Women in Agriculture: Christie Harrison
Christie Harrison grew up in a family that worked with horses, cattle, and pigs, but she never imaged she would one day own and operate her own chicken farm. When her husband, Jason, brought up getting chicken houses in 2013, she laughed and reminded him she was allergic to the birds. Everything changed a few years later, when Jason was diagnosed with brain cancer.
“Jason could not go back to work in a public environment, so in October 2015, the woman allergic to chickens bought a chicken farm. It’s the best decision we’ve ever made,” said Christie Harrison, Sanderson Farms Family Farmer. “Farming has allowed us to be our own bosses. When Jason was sick, we were able to take care of his medical needs while still being able to provide for our family.”
Christie and Jason have two daughters, Leslie and Lauren. Leslie, their oldest, will be graduating from the University of Southern Mississippi this year and beginning her career as an elementary education teacher. Lauren, who recently turned 16, plans to be a poultry farmer. Both girls help out around the farm, but Lauren has taken a special interest in a career in agriculture.
“She has no desire to do anything else but raise chicken. She works side-by-side with us and never complains, not one bit,” said Harrison. “Jason and I are so proud to be raising a future farmer.”
As with most farming families, there is often a fine line between farm and family in the Harrison household. Everyone works together to find a good balance. The Harrisons eat dinner together every night, but most of the time, conversion doesn’t stray too far from the goings-on around the farm.
“It’s rewarding to be able to sit down at the end of the day, even if I’m bone-tired, and know that I’m showing my children that it’s worth it,” said Harrison. “Hard work and a good work ethic will pay for itself in the end, and that’s something to be proud of.”
In addition to her family, Christie has a strong support network made up of several female friends who also grow chickens. The women call each other to talk about their birds, sharing experience and advice.
“The industry is mostly men, and years ago, you didn’t hear much about women farmers; but that’s changing,” said Harrison. “Women are natural nurturers, and that’s a strength when it comes to growing chickens.”
Harrison encourages any young person with a passion for agriculture to go after their dreams with everything they have. She feels that women in agriculture have a responsibility to be good role models for the younger women who aspire to follow in their footsteps.
“I tell my daughters: I don’t know how to fail, because I’m going to try my hardest always. Give it your all and you will be rewarded tenfold,” said Harrison.
Harrison has one thing to say to other women working within the agriculture industry: thank you for paving the way.
“For a long time, women were limited in their career choices or told to stay at home, but now we’re stepping out and becoming more industrious,” said Harrison. “It’s the attitude of ‘if he can do it, so can I.’ Women are becoming more willing to step out of their comfort zones and try new things.”

[MATERIAL SHOWN]:

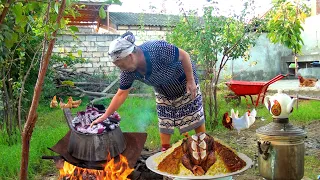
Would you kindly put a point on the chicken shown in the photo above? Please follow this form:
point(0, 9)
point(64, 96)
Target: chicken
point(234, 122)
point(307, 82)
point(76, 103)
point(199, 153)
point(54, 102)
point(63, 105)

[STUDY QUESTIONS]:
A) Please reproduce, word for word, the part of the Christie Harrison profile that opens with the words containing "Christie and Jason" and closes with "career in agriculture.".
B) Name every person the Christie Harrison profile mentions by name.

[TASK RESPONSES]:
A)
Christie and Jason have two daughters, Leslie and Lauren. Leslie, their oldest, will be graduating from the University of Southern Mississippi this year and beginning her career as an elementary education teacher. Lauren, who recently turned 16, plans to be a poultry farmer. Both girls help out around the farm, but Lauren has taken a special interest in a career in agriculture.

B) Christie Harrison, Jason, Leslie, Lauren